┌────────

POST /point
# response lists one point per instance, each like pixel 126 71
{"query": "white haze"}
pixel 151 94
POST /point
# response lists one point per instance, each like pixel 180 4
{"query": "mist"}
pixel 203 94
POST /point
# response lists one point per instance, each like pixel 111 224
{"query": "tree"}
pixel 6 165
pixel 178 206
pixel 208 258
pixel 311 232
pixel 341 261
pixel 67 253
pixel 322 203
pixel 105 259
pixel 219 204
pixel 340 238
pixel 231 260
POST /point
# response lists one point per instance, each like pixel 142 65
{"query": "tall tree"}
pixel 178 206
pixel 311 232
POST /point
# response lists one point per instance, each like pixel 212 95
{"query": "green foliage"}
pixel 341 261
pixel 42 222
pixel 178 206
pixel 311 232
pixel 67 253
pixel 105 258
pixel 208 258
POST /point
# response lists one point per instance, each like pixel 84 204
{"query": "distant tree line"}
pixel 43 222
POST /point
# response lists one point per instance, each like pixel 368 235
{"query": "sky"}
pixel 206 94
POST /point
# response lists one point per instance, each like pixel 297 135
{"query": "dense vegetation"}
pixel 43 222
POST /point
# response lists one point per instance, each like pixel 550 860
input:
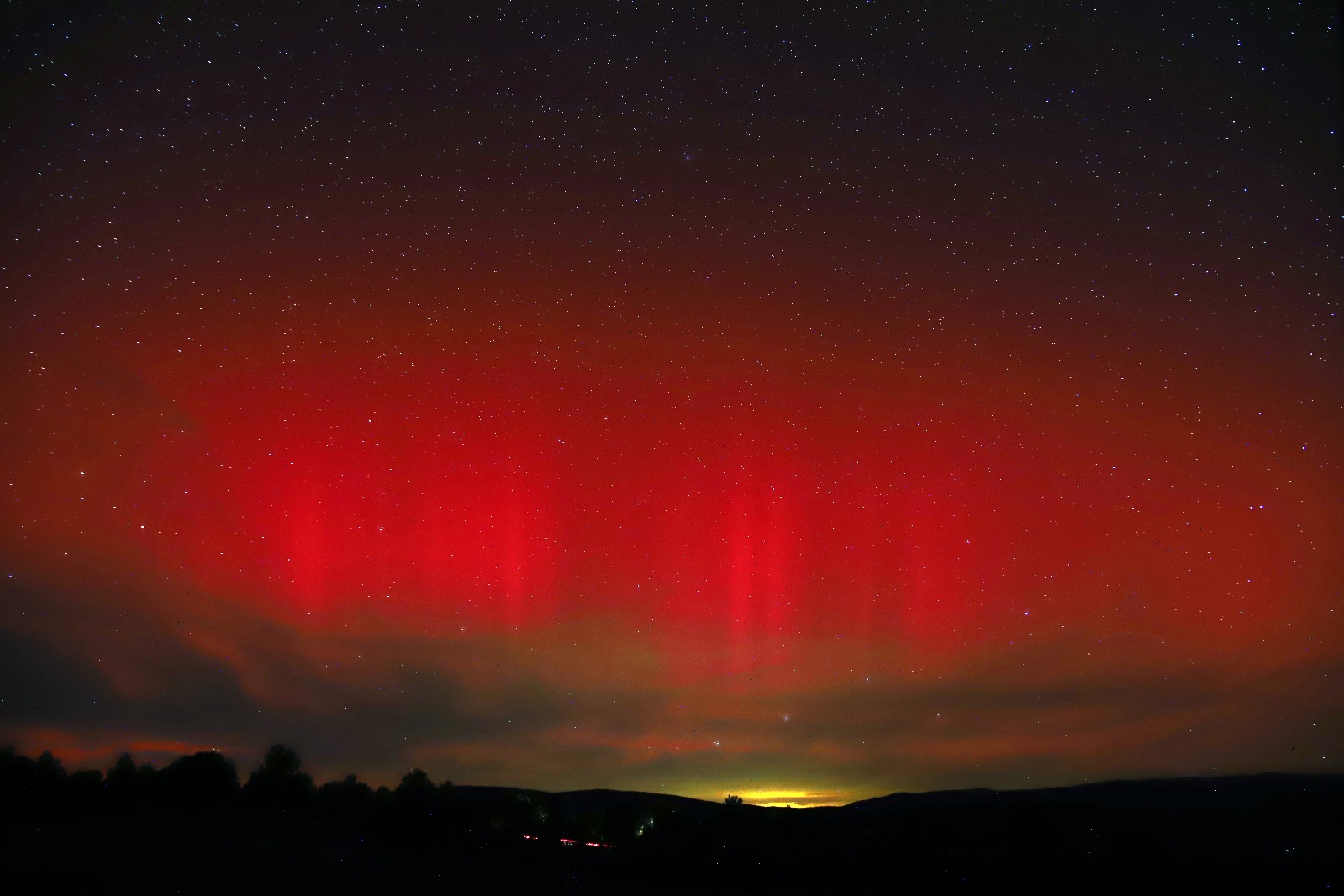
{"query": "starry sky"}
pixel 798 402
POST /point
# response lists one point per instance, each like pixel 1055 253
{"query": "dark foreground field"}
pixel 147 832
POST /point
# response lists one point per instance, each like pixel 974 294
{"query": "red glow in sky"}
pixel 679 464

└────────
┌────────

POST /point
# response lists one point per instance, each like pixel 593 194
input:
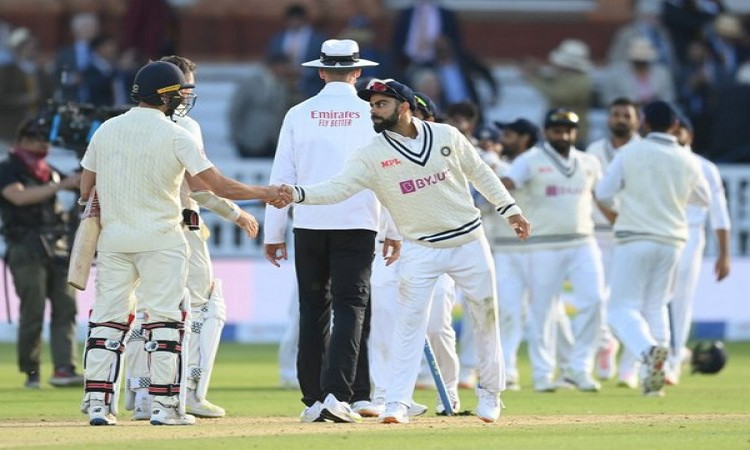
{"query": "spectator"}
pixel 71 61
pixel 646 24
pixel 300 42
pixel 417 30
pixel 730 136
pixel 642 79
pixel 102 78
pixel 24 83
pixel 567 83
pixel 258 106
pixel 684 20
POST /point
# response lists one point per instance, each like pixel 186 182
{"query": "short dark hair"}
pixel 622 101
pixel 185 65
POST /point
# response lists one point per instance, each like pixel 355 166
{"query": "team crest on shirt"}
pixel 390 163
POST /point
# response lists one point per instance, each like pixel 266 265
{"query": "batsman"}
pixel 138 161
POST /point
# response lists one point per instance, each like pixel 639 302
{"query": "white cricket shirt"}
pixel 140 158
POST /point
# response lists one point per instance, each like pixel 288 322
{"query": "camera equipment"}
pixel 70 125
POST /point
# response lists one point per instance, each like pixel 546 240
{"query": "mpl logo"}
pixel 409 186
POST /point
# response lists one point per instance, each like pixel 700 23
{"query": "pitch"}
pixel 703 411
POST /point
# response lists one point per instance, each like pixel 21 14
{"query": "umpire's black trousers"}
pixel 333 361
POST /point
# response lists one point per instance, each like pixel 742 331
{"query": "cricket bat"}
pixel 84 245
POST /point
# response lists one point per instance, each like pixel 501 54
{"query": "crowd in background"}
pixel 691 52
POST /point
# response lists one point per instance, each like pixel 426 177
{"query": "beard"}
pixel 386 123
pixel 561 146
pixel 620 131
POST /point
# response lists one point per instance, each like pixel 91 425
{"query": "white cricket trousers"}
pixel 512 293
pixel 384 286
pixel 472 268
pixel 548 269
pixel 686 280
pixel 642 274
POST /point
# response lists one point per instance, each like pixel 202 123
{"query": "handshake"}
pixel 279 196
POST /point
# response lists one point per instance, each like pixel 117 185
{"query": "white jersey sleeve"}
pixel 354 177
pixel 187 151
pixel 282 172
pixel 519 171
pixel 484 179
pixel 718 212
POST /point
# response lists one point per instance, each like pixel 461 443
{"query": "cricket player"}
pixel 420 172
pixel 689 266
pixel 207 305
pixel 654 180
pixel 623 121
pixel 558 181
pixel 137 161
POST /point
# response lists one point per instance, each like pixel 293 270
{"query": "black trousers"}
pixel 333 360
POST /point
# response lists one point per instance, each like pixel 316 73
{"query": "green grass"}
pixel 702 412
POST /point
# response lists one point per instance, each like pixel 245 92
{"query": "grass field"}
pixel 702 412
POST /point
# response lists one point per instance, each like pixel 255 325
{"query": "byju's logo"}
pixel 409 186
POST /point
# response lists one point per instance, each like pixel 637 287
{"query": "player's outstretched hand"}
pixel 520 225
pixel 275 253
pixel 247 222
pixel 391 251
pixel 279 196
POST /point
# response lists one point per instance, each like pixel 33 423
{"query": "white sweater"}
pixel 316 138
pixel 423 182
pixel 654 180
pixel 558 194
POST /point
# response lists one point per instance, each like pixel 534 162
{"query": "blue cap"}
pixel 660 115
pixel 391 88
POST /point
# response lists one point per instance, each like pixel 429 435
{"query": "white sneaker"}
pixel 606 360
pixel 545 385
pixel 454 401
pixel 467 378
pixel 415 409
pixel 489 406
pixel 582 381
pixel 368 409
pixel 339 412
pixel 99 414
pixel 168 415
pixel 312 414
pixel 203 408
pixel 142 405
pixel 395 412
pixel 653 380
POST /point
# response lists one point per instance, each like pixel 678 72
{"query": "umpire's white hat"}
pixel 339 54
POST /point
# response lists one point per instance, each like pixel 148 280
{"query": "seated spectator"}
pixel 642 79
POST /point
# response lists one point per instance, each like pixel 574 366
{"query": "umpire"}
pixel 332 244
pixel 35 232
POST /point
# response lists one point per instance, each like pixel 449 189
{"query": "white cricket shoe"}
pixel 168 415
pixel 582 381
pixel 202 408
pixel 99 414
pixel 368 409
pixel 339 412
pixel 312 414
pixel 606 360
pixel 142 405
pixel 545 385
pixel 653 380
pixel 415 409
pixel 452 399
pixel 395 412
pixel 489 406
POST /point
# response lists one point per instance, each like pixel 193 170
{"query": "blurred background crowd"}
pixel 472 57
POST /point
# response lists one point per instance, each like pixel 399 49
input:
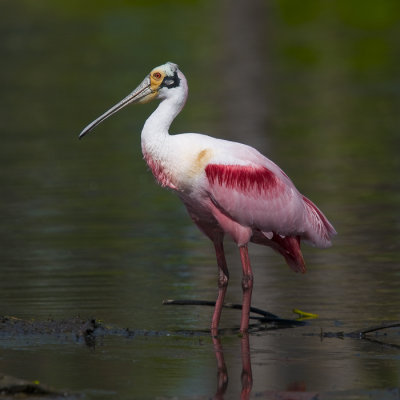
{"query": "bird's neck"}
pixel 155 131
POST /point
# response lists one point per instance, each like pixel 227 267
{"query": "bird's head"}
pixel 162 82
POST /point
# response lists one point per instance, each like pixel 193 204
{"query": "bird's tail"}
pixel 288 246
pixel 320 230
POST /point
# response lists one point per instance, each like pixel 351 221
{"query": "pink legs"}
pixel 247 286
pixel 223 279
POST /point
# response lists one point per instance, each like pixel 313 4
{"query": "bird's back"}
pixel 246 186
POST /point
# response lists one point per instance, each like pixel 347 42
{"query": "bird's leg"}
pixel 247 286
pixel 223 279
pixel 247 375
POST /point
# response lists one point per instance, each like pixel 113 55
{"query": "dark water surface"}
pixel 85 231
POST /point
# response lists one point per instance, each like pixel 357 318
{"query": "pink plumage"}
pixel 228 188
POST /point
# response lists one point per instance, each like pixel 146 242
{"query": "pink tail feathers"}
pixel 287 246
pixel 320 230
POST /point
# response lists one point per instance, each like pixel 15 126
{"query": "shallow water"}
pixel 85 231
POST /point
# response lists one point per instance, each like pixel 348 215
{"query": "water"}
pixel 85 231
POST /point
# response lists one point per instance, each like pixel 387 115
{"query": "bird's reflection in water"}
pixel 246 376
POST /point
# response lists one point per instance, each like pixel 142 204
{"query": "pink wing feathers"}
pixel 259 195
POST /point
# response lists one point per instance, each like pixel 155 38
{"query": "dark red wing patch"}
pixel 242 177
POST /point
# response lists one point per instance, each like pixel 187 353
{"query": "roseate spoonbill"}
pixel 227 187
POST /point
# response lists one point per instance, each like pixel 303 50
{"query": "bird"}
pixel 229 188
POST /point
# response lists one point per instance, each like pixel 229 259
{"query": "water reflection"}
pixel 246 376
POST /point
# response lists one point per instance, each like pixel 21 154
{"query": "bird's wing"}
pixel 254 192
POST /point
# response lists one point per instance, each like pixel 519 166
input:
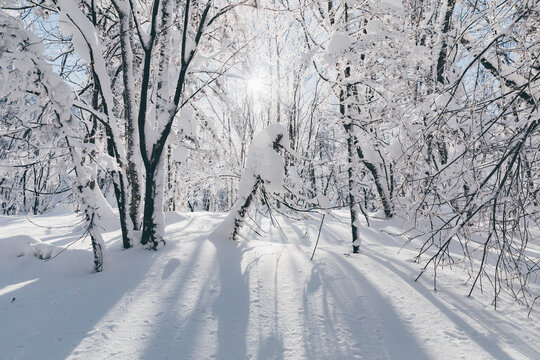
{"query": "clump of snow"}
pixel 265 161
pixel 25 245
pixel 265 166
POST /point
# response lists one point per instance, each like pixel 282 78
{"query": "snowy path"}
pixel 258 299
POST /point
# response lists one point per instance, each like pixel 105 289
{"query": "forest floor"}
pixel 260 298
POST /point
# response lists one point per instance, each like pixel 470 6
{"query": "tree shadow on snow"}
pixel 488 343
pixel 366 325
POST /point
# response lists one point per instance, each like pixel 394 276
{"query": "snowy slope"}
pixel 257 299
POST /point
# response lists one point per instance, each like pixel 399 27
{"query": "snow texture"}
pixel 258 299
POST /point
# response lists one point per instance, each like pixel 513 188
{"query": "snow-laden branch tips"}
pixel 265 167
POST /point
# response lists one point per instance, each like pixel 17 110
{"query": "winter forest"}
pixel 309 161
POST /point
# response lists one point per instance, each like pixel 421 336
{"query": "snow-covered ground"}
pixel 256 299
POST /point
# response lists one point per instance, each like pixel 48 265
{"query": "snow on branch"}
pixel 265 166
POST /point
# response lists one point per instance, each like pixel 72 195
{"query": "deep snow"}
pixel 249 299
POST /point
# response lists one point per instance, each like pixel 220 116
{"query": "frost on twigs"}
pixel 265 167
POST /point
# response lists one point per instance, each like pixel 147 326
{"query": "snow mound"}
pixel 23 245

└────────
┌────────

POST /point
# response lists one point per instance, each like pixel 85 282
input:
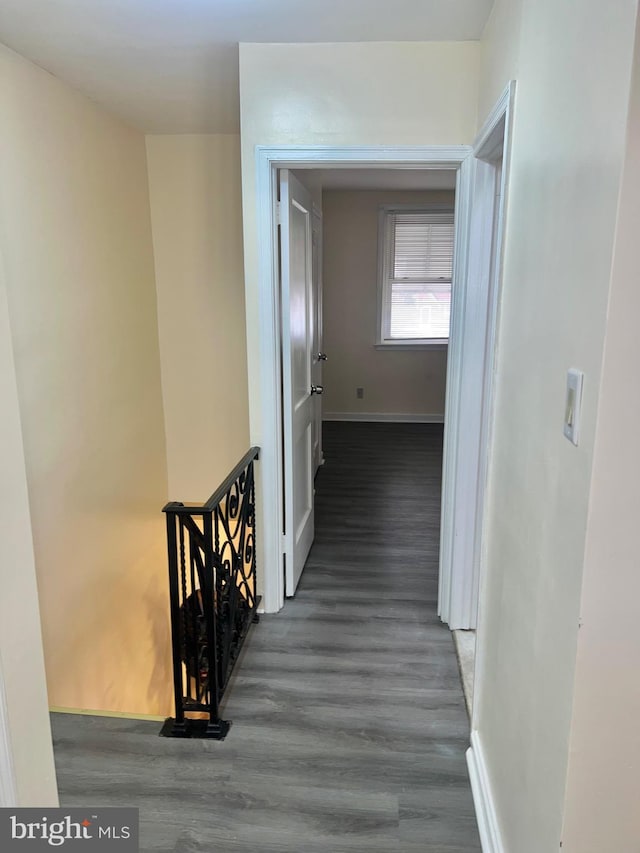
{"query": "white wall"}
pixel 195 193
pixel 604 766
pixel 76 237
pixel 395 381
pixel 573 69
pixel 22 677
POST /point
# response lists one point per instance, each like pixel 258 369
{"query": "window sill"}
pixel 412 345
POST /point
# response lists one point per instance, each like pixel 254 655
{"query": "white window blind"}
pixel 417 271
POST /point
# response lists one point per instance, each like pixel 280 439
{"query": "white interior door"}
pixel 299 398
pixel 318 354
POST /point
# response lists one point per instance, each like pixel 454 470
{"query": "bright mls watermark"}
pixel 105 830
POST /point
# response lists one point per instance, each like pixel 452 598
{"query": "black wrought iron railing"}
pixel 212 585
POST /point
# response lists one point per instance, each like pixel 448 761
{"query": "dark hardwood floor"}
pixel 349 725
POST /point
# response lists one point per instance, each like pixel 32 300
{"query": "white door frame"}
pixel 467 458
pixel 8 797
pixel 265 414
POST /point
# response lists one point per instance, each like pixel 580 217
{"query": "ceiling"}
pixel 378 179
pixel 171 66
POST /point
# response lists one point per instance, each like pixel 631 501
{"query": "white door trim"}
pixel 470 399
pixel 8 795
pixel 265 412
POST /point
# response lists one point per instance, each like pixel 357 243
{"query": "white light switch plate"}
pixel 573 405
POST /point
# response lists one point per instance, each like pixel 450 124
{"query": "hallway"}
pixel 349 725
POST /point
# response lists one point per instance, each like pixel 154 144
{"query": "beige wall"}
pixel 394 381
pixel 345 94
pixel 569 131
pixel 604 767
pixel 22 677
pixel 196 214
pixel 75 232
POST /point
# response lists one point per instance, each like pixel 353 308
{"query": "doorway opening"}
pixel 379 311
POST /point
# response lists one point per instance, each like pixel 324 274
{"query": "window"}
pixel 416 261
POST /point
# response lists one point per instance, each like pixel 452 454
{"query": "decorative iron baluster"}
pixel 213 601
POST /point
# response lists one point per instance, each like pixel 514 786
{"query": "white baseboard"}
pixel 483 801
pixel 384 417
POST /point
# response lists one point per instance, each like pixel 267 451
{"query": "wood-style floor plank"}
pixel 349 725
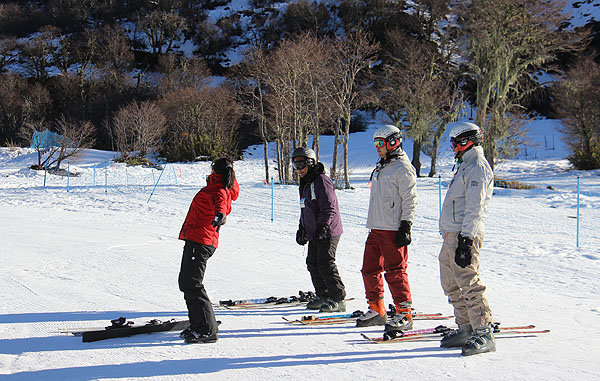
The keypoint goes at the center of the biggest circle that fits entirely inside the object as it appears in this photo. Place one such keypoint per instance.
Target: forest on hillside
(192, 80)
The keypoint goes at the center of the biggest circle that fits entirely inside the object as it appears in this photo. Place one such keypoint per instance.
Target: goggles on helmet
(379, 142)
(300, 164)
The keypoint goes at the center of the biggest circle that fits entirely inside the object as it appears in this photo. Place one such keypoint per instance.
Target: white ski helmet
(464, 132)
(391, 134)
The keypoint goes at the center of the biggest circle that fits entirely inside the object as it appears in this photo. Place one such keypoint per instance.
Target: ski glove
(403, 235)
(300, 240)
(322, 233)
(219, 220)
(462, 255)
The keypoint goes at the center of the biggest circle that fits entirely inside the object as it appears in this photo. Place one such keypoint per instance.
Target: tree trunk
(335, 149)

└────────

WORK ITEM: Set down again, word for word, the stretch of records from the line with "# response lists one point per instance, each like pixel 387" to the line with "# response lists one point per instance, each like pixel 155", both of those lines included.

REPLY TO THE TASK:
# response lists one point per instance, each like pixel 387 115
{"query": "bird's reflection in water"}
pixel 246 376
POST /point
# response lists one point per instance, each like pixel 142 204
{"query": "pink wing feathers"}
pixel 259 195
POST /point
# response lists one point per instance, each like pixel 155 38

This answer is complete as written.